Aim: Format the lines starting with the line containing "Reviewer note: every instance of the paved" and going on through the line containing "211], [590, 207]]", both included, as a Markdown table with columns Row and Line. Number each line in Row, and leave out any blank lines.

▼

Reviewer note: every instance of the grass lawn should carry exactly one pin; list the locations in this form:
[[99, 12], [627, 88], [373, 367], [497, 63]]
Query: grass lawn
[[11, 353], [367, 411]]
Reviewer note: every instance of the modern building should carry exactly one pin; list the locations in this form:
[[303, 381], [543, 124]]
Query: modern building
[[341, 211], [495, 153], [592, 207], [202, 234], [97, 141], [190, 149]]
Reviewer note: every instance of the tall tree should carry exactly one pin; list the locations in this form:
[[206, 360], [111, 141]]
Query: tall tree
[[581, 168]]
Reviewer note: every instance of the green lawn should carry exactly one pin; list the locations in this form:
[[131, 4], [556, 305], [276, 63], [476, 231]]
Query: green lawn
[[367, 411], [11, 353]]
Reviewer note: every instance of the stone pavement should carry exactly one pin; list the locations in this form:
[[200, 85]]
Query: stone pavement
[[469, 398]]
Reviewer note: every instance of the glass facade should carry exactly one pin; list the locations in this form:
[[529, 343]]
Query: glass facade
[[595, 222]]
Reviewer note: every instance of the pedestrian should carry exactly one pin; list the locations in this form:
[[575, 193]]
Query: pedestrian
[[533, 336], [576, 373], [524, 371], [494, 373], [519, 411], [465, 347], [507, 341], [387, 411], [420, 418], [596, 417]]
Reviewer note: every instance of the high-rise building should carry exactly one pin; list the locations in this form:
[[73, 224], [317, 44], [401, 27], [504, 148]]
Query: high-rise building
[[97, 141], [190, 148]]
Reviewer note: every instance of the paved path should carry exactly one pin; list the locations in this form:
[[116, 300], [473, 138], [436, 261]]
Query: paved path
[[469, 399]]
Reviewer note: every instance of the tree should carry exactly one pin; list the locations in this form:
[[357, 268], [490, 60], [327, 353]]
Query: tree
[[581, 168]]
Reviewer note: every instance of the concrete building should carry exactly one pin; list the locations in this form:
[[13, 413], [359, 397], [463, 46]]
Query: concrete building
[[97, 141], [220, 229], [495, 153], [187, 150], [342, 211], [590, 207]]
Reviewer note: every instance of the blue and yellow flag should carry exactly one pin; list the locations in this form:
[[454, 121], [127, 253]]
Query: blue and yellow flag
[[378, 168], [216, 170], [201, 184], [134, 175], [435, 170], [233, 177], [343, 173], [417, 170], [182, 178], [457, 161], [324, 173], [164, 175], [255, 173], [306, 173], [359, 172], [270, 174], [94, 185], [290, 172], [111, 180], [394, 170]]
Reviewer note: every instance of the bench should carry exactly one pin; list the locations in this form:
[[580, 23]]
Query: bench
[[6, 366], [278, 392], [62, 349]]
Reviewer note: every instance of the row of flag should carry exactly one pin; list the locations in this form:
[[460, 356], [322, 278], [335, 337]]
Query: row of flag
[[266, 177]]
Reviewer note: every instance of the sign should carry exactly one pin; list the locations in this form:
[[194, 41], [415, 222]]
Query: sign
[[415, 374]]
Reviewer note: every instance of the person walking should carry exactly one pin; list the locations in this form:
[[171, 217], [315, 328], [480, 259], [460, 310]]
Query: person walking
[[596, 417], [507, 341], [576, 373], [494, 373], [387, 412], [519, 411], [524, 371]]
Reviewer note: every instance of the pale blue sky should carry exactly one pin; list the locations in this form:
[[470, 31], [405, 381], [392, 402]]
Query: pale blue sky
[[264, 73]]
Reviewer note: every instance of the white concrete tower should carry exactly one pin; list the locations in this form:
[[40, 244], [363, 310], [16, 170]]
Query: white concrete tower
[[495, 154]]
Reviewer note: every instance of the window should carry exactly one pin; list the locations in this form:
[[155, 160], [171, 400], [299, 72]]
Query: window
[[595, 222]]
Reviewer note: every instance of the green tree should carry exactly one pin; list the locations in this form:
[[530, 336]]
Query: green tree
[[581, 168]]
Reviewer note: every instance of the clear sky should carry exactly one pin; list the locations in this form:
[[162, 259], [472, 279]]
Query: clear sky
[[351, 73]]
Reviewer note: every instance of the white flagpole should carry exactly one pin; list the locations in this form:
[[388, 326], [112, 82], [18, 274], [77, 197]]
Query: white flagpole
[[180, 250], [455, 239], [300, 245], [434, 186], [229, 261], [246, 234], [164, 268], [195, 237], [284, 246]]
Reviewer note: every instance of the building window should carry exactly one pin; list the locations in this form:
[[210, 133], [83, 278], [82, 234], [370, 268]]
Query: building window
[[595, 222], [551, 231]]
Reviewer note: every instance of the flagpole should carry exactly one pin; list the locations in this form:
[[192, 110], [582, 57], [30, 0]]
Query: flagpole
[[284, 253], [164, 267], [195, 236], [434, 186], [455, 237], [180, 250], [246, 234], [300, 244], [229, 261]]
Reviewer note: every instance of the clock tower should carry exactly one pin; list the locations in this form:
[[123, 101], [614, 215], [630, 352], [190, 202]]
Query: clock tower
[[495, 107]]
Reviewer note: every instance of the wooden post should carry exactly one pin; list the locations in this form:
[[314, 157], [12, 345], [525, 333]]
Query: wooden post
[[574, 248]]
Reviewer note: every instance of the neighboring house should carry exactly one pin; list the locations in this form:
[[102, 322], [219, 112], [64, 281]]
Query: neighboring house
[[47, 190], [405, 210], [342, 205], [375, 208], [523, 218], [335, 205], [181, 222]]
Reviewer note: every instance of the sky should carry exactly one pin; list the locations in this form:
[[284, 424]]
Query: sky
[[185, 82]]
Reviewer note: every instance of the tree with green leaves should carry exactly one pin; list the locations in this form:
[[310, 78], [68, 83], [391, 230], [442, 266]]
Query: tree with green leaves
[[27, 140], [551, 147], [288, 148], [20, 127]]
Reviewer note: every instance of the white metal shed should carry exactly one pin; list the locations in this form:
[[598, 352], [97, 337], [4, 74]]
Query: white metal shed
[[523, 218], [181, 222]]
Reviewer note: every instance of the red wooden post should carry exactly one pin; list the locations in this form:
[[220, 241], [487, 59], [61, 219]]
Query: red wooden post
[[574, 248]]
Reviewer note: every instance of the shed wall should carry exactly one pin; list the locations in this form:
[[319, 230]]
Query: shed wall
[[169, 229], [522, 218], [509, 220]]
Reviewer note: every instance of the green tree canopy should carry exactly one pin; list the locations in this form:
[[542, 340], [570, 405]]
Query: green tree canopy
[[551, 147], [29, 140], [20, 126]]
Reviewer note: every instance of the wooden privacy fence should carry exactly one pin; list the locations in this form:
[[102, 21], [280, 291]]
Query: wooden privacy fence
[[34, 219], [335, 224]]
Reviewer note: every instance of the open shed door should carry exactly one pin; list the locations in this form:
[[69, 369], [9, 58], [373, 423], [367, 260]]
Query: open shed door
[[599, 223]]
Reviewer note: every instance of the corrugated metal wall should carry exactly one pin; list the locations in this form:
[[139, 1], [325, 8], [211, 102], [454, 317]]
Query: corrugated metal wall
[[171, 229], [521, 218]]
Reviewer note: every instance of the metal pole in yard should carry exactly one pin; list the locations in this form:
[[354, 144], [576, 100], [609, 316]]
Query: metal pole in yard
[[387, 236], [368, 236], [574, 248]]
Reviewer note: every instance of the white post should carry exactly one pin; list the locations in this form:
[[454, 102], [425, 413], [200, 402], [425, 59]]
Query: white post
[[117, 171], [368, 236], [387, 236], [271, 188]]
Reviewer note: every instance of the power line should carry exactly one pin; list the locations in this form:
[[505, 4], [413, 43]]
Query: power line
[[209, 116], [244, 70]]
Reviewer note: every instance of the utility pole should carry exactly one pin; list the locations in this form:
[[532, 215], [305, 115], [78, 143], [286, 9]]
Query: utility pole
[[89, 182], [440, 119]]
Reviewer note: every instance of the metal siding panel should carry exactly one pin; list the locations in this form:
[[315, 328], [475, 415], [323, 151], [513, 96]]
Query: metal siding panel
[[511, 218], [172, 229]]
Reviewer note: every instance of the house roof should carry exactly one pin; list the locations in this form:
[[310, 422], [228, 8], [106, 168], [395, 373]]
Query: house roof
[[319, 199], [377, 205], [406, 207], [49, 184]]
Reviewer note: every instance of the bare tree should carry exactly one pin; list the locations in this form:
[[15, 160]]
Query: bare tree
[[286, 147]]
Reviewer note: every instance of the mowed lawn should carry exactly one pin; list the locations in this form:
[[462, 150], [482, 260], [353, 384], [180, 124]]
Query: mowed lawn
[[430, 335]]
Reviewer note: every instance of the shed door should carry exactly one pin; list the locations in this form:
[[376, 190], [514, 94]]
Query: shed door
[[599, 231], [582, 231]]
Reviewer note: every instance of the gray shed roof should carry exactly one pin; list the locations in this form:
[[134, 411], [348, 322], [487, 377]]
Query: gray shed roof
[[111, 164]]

▲

Answer to the exercise:
| Row | Line |
|---|---|
| 1 | Reviewer note: every instance of the paved path should carry exactly one pin; list the locations in this form: |
| 2 | [[116, 300], [473, 138], [436, 261]] |
| 3 | Query: paved path |
| 4 | [[469, 399]] |
| 5 | Reviewer note: every instance of the tree should carry exactly one pin; list the locations in this form: |
| 6 | [[357, 268], [490, 60], [327, 353]] |
| 7 | Query: tree |
| 8 | [[581, 168]] |
| 9 | Reviewer note: every instance of the concrete building should carry exactly one pin; list the locations in this form: |
| 10 | [[13, 413], [359, 397], [463, 46]] |
| 11 | Query: concrete building |
| 12 | [[97, 141], [220, 229], [495, 153], [187, 150], [342, 211], [590, 207]] |